▶ [Exercise goal] Print the records below verbatim.

(Dataset entries)

=== Begin Enclosure ===

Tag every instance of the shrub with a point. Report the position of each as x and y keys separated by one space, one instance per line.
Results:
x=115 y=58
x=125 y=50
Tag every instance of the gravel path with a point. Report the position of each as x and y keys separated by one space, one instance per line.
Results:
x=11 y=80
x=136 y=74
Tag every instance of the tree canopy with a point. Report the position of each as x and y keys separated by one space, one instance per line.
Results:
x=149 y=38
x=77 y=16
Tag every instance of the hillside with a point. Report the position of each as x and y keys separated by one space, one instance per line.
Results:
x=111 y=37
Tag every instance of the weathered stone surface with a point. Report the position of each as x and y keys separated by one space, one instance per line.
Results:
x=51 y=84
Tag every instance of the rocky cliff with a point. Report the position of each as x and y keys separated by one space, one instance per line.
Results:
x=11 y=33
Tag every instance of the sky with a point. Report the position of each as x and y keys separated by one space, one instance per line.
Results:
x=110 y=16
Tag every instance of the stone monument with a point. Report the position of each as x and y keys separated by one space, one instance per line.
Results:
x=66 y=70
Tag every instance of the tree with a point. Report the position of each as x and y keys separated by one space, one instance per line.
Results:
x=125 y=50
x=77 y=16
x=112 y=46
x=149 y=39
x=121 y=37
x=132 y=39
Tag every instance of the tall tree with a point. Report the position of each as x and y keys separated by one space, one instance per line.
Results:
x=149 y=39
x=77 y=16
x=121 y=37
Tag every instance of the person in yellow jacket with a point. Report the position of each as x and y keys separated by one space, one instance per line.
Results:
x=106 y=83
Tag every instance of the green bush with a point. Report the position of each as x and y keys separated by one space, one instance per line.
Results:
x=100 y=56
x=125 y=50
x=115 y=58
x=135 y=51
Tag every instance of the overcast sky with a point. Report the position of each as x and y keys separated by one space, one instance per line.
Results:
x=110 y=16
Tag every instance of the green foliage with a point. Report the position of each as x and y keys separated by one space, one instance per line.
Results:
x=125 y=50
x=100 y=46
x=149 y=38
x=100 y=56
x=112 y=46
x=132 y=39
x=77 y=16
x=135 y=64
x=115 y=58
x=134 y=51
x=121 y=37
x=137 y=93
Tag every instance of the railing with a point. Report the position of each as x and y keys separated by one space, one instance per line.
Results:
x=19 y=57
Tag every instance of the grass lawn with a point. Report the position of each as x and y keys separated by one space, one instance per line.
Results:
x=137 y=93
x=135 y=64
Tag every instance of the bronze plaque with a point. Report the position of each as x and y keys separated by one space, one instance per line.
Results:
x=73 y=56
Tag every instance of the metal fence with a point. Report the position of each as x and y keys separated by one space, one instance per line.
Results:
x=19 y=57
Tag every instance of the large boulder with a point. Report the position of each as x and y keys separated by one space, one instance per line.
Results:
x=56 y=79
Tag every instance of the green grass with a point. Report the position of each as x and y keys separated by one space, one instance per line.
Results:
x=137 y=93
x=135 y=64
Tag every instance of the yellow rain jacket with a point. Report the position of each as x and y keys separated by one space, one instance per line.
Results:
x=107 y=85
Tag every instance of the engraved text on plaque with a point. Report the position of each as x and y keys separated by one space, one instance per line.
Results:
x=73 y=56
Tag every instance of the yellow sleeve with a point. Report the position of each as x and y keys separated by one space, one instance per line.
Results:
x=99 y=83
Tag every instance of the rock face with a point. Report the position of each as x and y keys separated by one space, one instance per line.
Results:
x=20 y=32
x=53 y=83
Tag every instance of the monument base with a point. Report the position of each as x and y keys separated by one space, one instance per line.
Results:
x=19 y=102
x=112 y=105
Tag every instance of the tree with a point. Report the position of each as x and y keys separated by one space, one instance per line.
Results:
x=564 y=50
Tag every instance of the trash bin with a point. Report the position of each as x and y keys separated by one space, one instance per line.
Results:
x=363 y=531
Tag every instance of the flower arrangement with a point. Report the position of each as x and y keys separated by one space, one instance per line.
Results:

=== End Enclosure ===

▶ [Task result]
Tag every instance of the shrub with a point. Report the position of each as x and y keys separated by one space, one instance per line.
Results:
x=115 y=58
x=125 y=50
Tag every instance of the gravel path with a point. Report the position of each as x and y keys separated by one space, one instance per line.
Results:
x=11 y=80
x=136 y=74
Tag every instance of the tree canopy with a point. Report the position of each as x and y keys separated by one space, one instance per line.
Results:
x=149 y=38
x=77 y=16
Tag every instance of the hillside with a point. Report the position of each as x and y keys separated by one space, one instance per line.
Results:
x=111 y=37
Tag every instance of the weathered stone surface with a point. Report the position of each as x and y keys separated by one space, one instance per line.
Results:
x=51 y=84
Tag every instance of the rocky cliff with a point. Report the position of each as x and y keys separated by one space, one instance per line.
Results:
x=11 y=33
Tag every instance of the sky with a point. Report the position of each as x and y keys separated by one space, one instance per line.
Results:
x=110 y=16
Tag every instance of the stone monument with a point. Report the position of each as x and y keys separated by one space, one instance per line.
Results:
x=66 y=70
Tag every instance of the tree with a point. Report the position of each as x and y keys separated by one space, one instance per line.
Results:
x=125 y=50
x=77 y=16
x=112 y=46
x=149 y=39
x=121 y=37
x=132 y=39
Tag every instance of the tall tree with a point. Report the position of each as x and y keys separated by one space, one instance per line.
Results:
x=149 y=39
x=77 y=16
x=121 y=37
Tag every instance of the person in yellow jacket with a point. Report the position of each as x and y keys separated by one space, one instance per line.
Results:
x=106 y=83
Tag every instance of the green bush with a point. Report the position of each as x and y keys separated by one space, one instance per line.
Results:
x=100 y=56
x=125 y=50
x=115 y=58
x=135 y=51
Tag every instance of the overcast sky with a point. Report the position of each as x and y keys separated by one space, one instance per line.
Results:
x=110 y=16
Tag every instance of the green foliage with a point. Report the position of each as x and y keys separated by one space, one instance per line.
Results:
x=125 y=50
x=100 y=46
x=149 y=38
x=100 y=56
x=112 y=46
x=132 y=39
x=77 y=16
x=135 y=64
x=115 y=58
x=134 y=51
x=121 y=37
x=137 y=93
Tag every instance of the railing with a point. Report the position of each as x and y keys separated by one space, one instance per line.
Results:
x=19 y=57
Tag every instance of the grass lawn with a point. Report the position of each as x and y keys separated by one space, one instance per line.
Results:
x=137 y=93
x=135 y=64
Tag every instance of the bronze plaque with a point. Report the position of each as x and y keys separated by one space, one instance per line.
Results:
x=73 y=56
Tag every instance of the metal fence with a point. Report the position of each as x and y keys separated by one space, one instance per line.
Results:
x=19 y=57
Tag every instance of the large boulder with a point. Report the position of each as x and y keys separated by one space, one instance per line.
Results:
x=56 y=79
Tag every instance of the green grass with a point. Report the position of each as x and y keys separated by one space, one instance per line.
Results:
x=137 y=93
x=135 y=64
Tag every instance of the yellow rain jacket with a point. Report the position of each as x and y keys separated by one space, one instance per line.
Results:
x=107 y=85
Tag every instance of the engraved text on plaque with a point. Report the position of each as x and y keys separated by one space, one instance per line.
Results:
x=73 y=56
Tag every instance of the yellow sleeve with a point. Report the position of each as x and y keys separated by one space, one instance per line.
Results:
x=99 y=83
Tag every instance of the rock face with a point. Report the position of each as x and y keys separated by one space, one instance per line.
Results:
x=20 y=32
x=53 y=83
Tag every instance of the monument base with a point. Report the position of each as x and y keys separated by one space, one instance per line.
Results:
x=19 y=102
x=112 y=105
Tag every instance of the tree with a point. Report the position of each as x and y keys separated by one space, one instance per line.
Results:
x=564 y=50
Tag every instance of the trash bin with a point. Report the position of each as x and y keys separated by one space, one instance per line.
Results:
x=363 y=531
Tag every instance of the flower arrangement with a point. Report the position of each as x and y keys separated by one space, one instance per line.
Results:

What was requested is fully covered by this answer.